**Text shown:**
[Start of Attachment]

Gluten-free foods have recently become quite popular. Nowadays, you’ll find gluten-free breads, pastries, candies, and more at your local grocery store. Because of this you might be wondering whether gluten is good or bad for you.
There’s no one-size-fits-all answer to this: gluten can harm some people, but it seems to be totally fine for others.
In the health and wellness world, many influencers and companies claim that cutting out gluten will give you more energy, help you lose weight, and lift your mood. But in truth, your ideal diet depends on your body’s unique biology, which means that dietary requirements differ from one person to the next.
Here’s what you need to know about gluten, gluten intolerance, and celiac disease.
What is gluten?
Gluten refers to a group of proteins (prolamins) found in wheat, barley, and rye. These prolamins give these ingredients a glue-like consistency when mixed with water. This is why wheat flour is ideal for baking. It also helps bread rise and increases the shelf-life of baked goods and baking ingredients.

[End of Attachment]

**Data provided:**
[Start of Attachment]

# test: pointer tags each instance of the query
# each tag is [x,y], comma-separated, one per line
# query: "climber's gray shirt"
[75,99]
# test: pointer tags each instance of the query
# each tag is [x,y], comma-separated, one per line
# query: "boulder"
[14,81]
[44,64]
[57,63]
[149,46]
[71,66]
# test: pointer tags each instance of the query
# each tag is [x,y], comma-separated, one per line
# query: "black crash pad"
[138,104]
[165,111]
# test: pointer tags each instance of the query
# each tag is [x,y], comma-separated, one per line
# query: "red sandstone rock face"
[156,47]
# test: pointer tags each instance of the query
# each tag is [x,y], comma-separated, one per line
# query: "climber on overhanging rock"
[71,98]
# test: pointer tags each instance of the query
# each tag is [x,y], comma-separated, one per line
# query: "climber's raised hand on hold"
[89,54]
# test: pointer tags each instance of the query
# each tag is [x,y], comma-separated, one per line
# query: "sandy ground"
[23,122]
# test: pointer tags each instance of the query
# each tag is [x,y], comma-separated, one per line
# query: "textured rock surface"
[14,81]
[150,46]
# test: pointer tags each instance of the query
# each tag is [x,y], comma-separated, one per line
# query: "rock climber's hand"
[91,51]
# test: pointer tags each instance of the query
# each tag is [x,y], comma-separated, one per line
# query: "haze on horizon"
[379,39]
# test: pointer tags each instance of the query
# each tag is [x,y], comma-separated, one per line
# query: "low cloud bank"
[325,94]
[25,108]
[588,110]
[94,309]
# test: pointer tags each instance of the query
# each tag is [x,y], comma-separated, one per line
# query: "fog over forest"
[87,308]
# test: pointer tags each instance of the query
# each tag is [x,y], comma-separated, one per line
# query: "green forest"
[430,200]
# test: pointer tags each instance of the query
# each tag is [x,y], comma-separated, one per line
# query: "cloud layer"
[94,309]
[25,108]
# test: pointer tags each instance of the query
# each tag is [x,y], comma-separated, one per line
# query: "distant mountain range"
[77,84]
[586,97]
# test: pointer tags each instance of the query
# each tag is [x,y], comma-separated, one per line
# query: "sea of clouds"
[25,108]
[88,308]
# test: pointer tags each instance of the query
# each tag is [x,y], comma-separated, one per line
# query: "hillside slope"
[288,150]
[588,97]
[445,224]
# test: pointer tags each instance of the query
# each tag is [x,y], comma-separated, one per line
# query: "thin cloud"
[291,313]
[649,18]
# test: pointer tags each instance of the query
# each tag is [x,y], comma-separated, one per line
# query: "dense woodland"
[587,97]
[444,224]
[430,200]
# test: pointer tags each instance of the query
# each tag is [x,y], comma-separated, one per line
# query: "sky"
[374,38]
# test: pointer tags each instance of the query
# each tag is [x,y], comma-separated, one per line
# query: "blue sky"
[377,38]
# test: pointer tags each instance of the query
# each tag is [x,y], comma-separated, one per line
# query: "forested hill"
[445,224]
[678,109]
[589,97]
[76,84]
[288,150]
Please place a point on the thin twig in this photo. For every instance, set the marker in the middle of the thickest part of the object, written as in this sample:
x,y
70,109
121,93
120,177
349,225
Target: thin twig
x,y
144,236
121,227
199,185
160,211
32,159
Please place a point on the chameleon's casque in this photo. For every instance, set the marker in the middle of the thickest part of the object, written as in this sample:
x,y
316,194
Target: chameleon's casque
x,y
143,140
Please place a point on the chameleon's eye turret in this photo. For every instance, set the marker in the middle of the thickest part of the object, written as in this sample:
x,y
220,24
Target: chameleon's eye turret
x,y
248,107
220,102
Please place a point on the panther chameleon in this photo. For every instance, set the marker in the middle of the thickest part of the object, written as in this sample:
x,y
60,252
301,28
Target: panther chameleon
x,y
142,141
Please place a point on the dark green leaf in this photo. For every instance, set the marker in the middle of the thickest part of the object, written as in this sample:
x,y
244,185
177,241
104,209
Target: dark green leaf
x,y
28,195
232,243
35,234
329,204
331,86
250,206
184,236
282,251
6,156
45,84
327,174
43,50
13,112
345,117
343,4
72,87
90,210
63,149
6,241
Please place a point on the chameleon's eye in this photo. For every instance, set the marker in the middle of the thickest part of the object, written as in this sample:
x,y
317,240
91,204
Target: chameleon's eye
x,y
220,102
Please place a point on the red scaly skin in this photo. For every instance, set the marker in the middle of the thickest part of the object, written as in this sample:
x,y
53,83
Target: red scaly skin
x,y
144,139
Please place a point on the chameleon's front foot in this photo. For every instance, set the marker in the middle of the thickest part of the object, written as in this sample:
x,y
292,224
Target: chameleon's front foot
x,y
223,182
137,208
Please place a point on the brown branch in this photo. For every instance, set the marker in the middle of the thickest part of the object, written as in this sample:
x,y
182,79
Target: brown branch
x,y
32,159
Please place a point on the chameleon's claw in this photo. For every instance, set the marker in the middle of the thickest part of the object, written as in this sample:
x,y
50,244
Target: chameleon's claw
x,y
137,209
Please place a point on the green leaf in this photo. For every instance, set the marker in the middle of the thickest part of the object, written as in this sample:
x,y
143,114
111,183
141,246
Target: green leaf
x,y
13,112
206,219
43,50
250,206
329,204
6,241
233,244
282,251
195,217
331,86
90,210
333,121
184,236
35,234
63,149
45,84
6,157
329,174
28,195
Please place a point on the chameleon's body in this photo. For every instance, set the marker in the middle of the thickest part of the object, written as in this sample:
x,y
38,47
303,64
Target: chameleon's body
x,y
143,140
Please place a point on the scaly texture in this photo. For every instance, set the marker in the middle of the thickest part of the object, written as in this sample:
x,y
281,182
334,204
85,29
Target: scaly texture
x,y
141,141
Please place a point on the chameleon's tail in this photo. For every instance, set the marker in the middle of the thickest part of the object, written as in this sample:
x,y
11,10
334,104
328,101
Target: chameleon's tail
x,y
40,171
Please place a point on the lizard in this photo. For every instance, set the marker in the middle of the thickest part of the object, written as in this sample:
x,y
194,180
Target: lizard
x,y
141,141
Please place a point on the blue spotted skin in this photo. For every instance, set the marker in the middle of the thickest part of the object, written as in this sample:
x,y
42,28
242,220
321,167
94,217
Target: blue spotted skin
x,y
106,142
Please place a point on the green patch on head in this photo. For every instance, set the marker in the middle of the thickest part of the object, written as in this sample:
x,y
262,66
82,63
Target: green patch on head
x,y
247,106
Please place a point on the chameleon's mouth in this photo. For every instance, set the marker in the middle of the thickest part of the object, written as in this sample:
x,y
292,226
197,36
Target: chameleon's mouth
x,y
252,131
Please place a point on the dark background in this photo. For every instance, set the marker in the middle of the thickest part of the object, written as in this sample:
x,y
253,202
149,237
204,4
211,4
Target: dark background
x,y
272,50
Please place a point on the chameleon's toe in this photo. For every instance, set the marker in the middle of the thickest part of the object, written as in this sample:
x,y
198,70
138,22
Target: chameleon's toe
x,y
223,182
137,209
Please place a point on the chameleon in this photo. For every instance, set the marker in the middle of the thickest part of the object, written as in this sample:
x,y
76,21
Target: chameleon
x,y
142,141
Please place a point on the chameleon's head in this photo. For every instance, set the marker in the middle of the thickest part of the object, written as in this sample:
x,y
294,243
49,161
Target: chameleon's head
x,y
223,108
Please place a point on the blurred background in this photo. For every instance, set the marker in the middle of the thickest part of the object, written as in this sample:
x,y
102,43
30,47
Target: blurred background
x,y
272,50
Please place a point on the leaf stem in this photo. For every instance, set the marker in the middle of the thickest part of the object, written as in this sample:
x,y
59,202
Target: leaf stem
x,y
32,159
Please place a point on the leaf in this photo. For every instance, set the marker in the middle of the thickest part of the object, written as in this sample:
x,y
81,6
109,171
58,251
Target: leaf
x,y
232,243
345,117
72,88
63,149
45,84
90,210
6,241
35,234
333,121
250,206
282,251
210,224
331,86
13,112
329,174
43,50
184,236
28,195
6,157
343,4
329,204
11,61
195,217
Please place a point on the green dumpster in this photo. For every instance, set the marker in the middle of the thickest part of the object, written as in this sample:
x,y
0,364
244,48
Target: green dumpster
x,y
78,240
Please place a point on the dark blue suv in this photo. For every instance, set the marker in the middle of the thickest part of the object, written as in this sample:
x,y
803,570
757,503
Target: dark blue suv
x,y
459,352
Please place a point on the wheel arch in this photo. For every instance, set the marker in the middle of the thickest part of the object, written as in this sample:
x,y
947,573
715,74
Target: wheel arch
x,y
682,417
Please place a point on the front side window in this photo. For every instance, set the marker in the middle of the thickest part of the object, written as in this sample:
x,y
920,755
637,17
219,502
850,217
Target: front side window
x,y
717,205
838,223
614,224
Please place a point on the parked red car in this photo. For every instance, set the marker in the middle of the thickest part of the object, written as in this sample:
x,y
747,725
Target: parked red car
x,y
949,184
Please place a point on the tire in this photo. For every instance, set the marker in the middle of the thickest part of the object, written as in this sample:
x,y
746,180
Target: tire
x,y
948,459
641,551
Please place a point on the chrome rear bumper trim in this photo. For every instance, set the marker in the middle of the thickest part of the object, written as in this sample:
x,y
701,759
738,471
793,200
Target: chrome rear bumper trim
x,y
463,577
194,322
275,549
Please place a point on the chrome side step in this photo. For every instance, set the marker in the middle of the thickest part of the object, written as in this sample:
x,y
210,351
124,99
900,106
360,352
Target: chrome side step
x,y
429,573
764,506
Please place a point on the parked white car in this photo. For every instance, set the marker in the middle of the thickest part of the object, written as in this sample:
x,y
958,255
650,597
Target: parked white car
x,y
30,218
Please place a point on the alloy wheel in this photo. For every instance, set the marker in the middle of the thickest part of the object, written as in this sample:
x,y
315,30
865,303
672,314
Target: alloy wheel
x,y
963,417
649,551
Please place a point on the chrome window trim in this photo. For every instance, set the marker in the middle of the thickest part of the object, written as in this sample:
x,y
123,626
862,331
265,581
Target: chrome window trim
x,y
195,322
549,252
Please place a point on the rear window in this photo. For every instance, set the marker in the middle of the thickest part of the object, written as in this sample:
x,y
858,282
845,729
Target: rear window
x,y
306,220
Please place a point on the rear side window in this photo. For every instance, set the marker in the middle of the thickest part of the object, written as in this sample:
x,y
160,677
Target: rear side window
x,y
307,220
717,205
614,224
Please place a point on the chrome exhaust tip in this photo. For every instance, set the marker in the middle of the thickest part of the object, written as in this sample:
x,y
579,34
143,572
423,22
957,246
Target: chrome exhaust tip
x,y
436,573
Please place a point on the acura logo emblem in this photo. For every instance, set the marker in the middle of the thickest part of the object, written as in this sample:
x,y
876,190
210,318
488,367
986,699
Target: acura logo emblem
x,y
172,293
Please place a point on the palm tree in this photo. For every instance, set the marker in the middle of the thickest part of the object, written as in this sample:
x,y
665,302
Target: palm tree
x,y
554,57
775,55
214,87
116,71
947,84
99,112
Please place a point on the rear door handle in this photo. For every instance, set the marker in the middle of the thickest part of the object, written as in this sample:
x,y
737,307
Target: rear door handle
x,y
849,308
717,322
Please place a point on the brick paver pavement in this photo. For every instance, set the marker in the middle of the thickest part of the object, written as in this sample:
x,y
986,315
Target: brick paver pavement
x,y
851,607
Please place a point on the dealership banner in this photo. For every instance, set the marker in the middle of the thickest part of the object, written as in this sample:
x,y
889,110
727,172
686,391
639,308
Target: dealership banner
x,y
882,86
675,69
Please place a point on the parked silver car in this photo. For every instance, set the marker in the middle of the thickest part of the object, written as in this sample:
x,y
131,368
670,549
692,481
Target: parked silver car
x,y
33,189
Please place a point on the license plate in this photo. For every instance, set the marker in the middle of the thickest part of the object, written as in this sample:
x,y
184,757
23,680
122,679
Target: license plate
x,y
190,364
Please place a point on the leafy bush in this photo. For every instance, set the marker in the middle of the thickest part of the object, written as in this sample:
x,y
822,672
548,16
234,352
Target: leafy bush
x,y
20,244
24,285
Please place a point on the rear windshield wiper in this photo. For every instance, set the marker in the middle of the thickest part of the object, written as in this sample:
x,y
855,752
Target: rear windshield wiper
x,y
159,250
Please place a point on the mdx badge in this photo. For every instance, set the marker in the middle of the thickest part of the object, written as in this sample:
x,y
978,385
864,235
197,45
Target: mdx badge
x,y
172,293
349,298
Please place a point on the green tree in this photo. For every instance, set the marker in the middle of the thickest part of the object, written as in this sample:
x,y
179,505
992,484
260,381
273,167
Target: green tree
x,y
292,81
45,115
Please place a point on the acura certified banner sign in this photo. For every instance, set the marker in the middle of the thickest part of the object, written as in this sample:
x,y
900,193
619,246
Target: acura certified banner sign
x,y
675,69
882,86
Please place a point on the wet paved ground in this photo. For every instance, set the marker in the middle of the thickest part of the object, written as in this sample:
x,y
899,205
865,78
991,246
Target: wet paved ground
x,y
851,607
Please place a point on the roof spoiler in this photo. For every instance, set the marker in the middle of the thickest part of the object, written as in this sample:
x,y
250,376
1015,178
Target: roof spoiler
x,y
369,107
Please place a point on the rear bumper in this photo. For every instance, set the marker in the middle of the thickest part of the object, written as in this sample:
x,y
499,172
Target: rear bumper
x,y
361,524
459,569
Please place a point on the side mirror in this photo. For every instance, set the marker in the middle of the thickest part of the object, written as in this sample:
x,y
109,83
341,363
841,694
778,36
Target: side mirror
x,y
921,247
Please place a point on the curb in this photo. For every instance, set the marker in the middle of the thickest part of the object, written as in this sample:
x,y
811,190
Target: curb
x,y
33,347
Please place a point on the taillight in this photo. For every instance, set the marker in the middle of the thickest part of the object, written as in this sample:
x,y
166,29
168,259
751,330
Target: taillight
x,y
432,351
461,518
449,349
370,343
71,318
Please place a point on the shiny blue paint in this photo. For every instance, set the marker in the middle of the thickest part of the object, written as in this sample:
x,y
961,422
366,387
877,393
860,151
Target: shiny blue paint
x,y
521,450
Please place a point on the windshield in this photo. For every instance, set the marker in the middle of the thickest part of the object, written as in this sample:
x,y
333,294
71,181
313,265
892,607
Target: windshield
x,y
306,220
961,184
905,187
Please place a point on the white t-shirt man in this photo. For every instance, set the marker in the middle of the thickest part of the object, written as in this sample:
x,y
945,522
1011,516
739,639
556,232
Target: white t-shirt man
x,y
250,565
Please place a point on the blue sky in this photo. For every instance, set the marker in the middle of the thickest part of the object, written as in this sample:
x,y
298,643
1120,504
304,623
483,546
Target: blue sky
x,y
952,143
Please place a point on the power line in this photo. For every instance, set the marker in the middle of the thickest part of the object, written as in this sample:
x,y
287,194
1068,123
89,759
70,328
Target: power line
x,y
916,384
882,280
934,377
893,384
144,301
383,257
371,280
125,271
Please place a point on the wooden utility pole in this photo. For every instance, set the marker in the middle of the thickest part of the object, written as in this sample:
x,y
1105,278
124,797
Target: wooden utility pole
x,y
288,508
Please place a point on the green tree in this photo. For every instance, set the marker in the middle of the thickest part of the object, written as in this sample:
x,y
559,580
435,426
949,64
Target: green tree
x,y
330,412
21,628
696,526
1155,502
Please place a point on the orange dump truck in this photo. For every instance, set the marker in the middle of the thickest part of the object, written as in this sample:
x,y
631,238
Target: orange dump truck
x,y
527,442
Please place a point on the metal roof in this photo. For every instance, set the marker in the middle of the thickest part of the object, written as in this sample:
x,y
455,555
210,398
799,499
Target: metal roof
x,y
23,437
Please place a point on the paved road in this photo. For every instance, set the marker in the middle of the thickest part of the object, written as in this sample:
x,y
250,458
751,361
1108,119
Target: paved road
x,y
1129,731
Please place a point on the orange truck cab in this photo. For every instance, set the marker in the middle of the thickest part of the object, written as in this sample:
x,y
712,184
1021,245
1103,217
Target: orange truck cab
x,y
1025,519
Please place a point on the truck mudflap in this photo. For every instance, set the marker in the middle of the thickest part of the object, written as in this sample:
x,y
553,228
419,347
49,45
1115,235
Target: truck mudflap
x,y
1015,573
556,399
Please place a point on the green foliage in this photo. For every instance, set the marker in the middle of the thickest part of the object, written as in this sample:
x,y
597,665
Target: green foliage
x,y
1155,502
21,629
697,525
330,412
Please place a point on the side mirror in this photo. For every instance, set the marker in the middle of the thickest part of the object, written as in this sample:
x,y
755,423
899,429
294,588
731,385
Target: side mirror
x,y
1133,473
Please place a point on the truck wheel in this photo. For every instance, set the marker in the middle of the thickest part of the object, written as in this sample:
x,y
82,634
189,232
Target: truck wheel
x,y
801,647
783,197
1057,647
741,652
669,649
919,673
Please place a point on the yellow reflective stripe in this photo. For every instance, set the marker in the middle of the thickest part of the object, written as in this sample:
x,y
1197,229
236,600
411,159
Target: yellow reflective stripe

[End of Attachment]

**Instructions to follow:**
Answer these questions using the text on gluten:
(a) In which three grains is gluten found?
(b) What three benefits do influencers and companies claim come from cutting out gluten?
(c) Besides helping bread rise, what else does gluten do for baked goods and baking ingredients?
The records come from a different source than the text.

**Answer to this exercise:**
(a) Wheat, barley, and rye.
(b) More energy, weight loss, and a lifted mood.
(c) It increases their shelf-life.